What to do => Arrange all the lines of the records below as a numbered list, leaving out the blank lines.

(Excerpts of annotation records)
—————
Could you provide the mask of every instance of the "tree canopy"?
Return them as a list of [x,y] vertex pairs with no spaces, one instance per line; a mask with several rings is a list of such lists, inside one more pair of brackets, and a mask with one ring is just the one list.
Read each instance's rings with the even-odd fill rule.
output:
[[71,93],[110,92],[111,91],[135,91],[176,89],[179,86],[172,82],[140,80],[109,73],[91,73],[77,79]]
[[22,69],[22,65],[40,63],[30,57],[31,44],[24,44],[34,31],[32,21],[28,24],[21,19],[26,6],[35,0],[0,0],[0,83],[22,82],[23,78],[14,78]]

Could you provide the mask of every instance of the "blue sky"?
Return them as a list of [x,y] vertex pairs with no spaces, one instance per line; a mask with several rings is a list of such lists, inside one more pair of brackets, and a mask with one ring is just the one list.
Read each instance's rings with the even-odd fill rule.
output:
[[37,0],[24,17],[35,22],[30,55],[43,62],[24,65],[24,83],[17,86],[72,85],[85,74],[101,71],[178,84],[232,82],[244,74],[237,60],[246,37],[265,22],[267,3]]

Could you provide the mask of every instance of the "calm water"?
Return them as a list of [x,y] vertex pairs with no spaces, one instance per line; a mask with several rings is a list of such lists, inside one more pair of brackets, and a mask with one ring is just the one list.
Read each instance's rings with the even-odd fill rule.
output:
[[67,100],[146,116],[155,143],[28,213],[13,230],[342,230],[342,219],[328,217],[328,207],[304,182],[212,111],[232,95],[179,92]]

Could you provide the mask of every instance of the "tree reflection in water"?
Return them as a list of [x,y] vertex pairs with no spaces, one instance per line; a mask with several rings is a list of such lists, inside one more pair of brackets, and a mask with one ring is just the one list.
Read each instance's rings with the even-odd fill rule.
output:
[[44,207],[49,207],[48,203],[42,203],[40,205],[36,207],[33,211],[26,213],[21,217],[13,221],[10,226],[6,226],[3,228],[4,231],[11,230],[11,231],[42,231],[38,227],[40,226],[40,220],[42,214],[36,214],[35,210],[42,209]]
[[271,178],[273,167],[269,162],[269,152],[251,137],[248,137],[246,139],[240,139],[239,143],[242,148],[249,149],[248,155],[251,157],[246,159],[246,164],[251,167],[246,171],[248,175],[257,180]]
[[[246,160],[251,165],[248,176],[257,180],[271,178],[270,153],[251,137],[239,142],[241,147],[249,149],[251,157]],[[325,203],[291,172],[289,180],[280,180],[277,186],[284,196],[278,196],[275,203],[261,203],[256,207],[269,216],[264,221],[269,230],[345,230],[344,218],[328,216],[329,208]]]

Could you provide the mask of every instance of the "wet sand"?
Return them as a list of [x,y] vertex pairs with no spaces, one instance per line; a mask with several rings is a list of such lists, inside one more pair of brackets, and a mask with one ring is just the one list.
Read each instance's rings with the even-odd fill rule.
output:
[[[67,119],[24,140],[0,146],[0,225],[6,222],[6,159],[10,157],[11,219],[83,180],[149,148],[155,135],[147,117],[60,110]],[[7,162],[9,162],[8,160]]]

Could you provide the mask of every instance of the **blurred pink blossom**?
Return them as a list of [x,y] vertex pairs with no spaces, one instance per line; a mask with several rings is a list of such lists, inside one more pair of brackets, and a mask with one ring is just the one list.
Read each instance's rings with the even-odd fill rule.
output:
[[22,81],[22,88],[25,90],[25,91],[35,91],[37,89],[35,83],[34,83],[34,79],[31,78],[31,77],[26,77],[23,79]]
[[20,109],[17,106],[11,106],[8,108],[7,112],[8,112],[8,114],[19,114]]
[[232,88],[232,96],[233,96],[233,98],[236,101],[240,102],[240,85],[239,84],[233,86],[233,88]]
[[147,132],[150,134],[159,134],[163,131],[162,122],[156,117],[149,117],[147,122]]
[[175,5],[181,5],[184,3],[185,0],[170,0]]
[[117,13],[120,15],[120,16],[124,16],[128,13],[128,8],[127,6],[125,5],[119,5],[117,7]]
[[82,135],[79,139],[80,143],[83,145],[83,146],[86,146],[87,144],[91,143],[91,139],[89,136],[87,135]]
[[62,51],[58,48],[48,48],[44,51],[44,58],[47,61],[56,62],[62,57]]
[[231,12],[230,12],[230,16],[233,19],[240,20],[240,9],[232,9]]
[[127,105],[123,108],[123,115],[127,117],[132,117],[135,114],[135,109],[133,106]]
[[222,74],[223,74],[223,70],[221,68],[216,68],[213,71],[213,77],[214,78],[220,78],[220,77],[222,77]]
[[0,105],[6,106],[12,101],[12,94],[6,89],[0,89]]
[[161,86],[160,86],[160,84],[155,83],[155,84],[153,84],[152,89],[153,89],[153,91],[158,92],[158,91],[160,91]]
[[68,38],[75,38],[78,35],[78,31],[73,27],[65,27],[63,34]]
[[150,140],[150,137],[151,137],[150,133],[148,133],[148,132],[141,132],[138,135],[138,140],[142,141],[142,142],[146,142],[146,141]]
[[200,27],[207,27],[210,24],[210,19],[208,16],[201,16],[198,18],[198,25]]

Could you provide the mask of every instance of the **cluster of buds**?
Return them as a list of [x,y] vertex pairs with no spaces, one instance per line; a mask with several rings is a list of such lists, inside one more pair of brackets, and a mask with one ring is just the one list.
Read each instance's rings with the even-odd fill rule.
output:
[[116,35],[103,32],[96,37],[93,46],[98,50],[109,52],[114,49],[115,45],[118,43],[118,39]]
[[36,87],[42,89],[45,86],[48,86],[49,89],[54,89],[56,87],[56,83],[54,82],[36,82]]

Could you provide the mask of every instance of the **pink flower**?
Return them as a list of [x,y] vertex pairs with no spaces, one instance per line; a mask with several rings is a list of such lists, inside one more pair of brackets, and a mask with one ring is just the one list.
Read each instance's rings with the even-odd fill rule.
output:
—————
Answer to this exercise =>
1. Could you provide the mask of every instance of the "tree canopy"?
2. Return them as a list of [x,y] vertex pairs with no spaces, one instance per line; a mask with several rings is a list of such lists, inside one more pair of brackets, and a mask with one ring is just the one list.
3. Read each instance's rings with the even-odd fill rule.
4. output:
5. [[71,93],[110,92],[111,91],[135,91],[176,89],[179,86],[172,82],[140,80],[109,73],[91,73],[77,79]]
6. [[22,69],[22,65],[40,63],[30,57],[31,44],[24,44],[34,31],[32,21],[28,24],[21,19],[26,6],[35,0],[0,0],[0,83],[22,82],[23,78],[14,78]]
7. Could you provide the mask of every instance of the "blue sky"?
8. Return them as a list of [x,y] vertex pairs with no spaces, one instance per line; a mask with several rings is a list of such lists, inside one more pair of brackets, and a mask with one ring is just the one list.
9. Read each instance's rings with the even-odd fill rule.
10. output:
11. [[37,0],[24,17],[35,22],[30,55],[43,62],[24,65],[24,83],[17,86],[72,85],[85,74],[101,71],[178,84],[232,82],[244,74],[237,60],[246,37],[265,22],[267,3]]
12. Could you provide the mask of every instance of the "calm water"?
13. Return them as a list of [x,y] vertex pairs with no spaces, one instance per line; a mask with several rings is a list of such lists, inside one more pair of brackets, and a mask with one ring is just the one list.
14. Read each instance's rings with the even-odd fill rule.
15. output:
16. [[67,100],[146,116],[155,143],[28,213],[13,230],[342,230],[342,219],[328,217],[328,207],[304,182],[212,111],[232,95],[179,92]]
17. Could you provide the mask of every instance of the "tree reflection in water"?
18. Return them as a list of [x,y] vertex pairs with no spaces, one instance per line; a mask with several rings is a list of such lists, inside one more pair of brackets, and a mask with one ring is just the one list.
19. Read each instance's rings with the even-odd fill rule.
20. output:
21. [[44,207],[49,207],[48,203],[42,203],[40,205],[36,207],[33,211],[26,213],[21,217],[13,221],[10,226],[6,226],[3,228],[4,231],[11,230],[11,231],[42,231],[38,227],[40,226],[40,220],[42,214],[36,214],[35,210],[42,209]]
22. [[271,178],[273,167],[269,162],[269,152],[251,137],[248,137],[246,139],[240,139],[239,143],[242,148],[249,149],[248,155],[251,157],[246,159],[246,164],[251,167],[246,171],[248,175],[257,180]]
23. [[[246,160],[251,165],[248,176],[257,180],[271,178],[270,153],[251,137],[239,142],[241,147],[249,149],[251,157]],[[325,203],[291,172],[289,180],[280,180],[277,186],[284,196],[278,196],[275,203],[261,203],[256,207],[269,216],[264,221],[269,230],[345,230],[344,218],[328,216],[329,208]]]
24. Could you provide the mask of every instance of the "wet sand"?
25. Return them as a list of [x,y] vertex pairs with no spaces, one instance per line; a mask with several rings is a list of such lists, inside one more pair of brackets, and a mask with one ring is just the one list.
26. Read each instance's rings with the even-odd fill rule.
27. output:
28. [[[67,119],[24,140],[0,146],[0,225],[6,222],[6,159],[10,157],[11,219],[83,180],[149,148],[155,135],[147,117],[60,110]],[[7,162],[9,162],[8,160]]]
29. Could you provide the mask of every instance of the **blurred pink blossom**?
30. Return them as a list of [x,y] vertex pairs with no spaces, one instance per line; a mask with several rings is a list of such lists, inside one more pair of brackets, and a mask with one ring is just the one list.
31. Read each instance's rings with the even-odd fill rule.
32. output:
33. [[22,81],[22,88],[25,90],[25,91],[35,91],[37,89],[35,83],[34,83],[34,79],[31,78],[31,77],[26,77],[23,79]]
34. [[20,109],[17,106],[11,106],[8,108],[7,112],[8,112],[8,114],[19,114]]
35. [[232,88],[232,96],[233,96],[233,98],[236,101],[240,102],[240,85],[239,84],[233,86],[233,88]]
36. [[147,132],[150,134],[159,134],[163,131],[162,122],[156,117],[149,117],[147,122]]
37. [[175,5],[181,5],[184,3],[185,0],[170,0]]
38. [[117,13],[120,15],[120,16],[124,16],[128,13],[128,8],[127,6],[125,5],[119,5],[117,7]]
39. [[82,135],[79,139],[80,143],[83,145],[83,146],[86,146],[87,144],[91,143],[91,139],[89,136],[87,135]]
40. [[62,51],[58,48],[48,48],[44,51],[44,58],[47,61],[56,62],[62,57]]
41. [[231,12],[230,12],[230,16],[233,19],[240,20],[240,9],[232,9]]
42. [[127,105],[123,108],[123,115],[127,117],[132,117],[135,114],[135,109],[133,106]]
43. [[222,74],[223,74],[223,70],[221,68],[216,68],[213,71],[213,77],[214,78],[220,78],[220,77],[222,77]]
44. [[0,105],[6,106],[12,101],[12,94],[6,89],[0,89]]
45. [[161,86],[160,86],[160,84],[155,83],[155,84],[153,84],[152,89],[153,89],[153,91],[158,92],[158,91],[160,91]]
46. [[68,38],[75,38],[78,35],[78,31],[73,27],[65,27],[63,34]]
47. [[150,140],[150,137],[151,137],[150,133],[148,133],[148,132],[141,132],[138,135],[138,140],[142,141],[142,142],[146,142],[146,141]]
48. [[200,27],[207,27],[210,24],[210,19],[208,16],[201,16],[198,18],[198,25]]
49. Could you provide the mask of every instance of the **cluster of buds**?
50. Return them as a list of [x,y] vertex pairs with no spaces, one instance per line; a mask with several rings is a list of such lists, inside one more pair of brackets, and a mask with one ring is just the one list.
51. Read each instance's rings with the even-odd fill rule.
52. output:
53. [[116,35],[103,32],[96,37],[93,46],[98,50],[109,52],[114,49],[115,45],[118,43],[118,39]]
54. [[36,87],[42,89],[45,86],[48,86],[49,89],[54,89],[56,87],[56,83],[54,82],[36,82]]
55. Could you provide the mask of every instance of the **pink flower**?
56. Return them as a list of [x,y] vertex pairs with no spaces, one instance per line; a mask with several rings is a list of such lists, inside one more pair of brackets, and a mask with one ring is just the one list.
57. Read each instance's rings with the even-odd fill rule.
58. output:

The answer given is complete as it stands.